TRAVAIL DEMANDÉ
Dans l'extrait, recopiez tout le passage allant de « Dans cette affaire, Construction » jusqu'à « à la Ville. » en substituant « municipalité de Montréal » à « Ville de Montréal ».

EXTRAIT

════════

23 janvier 2014
Me Patrick Garon-Sayegh

Les obligations de bonne foi et de coopération vont-elles jusqu’à obliger le donneur d’ouvrage à modifier un contrat octroyé suite à un appel d’offres afin de prendre en compte des circonstances imprévues de l’entrepreneur lors du dépôt de sa soumission ? C’est essentiellement la question posée à la Cour supérieure dans l’affaire Construction DJL inc. c. Montréal (Ville de)1.

 

Dans cette affaire, Construction DJL inc. (DJL), une entreprise active dans le domaine de la construction d’infrastructures qui agit autant comme entrepreneur que comme fournisseur de matériaux, poursuit la Ville de Montréal (Ville) pour 862 372,84 $, somme qui représente l’ajustement du prix du bitumineux qu’elle s’était engagée à fournir à la Ville.

 

Les faits

En mars 2008, la Ville lance un appel d’offres pour l’octroi d’un contrat d’approvisionnement, échelonné sur une période d’un an, d’enrobés bitumineux pour la réfection et l’entretien du réseau routier de divers arrondissements. DJL est la plus basse soumissionnaire et le contrat lui est accordé. DJL est une entreprise ayant beaucoup d’expérience comme fournisseur d’enrobés bitumineux pour la Ville, ayant déjà remporté la majorité de ces contrats avec la Ville depuis environ 10 ans.

════════

Données d'étiquetage par coordonnées
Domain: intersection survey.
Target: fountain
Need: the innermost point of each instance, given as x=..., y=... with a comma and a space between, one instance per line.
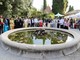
x=40, y=43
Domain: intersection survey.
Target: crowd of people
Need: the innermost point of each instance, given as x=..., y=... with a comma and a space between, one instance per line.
x=65, y=23
x=14, y=23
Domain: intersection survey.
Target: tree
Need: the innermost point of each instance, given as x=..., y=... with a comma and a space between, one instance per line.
x=71, y=8
x=59, y=6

════════

RÉPONSE ATTENDUE
Dans cette affaire, Construction DJL inc. (DJL), une entreprise active dans le domaine de la construction d’infrastructures qui agit autant comme entrepreneur que comme fournisseur de matériaux, poursuit la municipalité de Montréal (Ville) pour 862 372,84 $, somme qui représente l’ajustement du prix du bitumineux qu’elle s’était engagée à fournir à la Ville.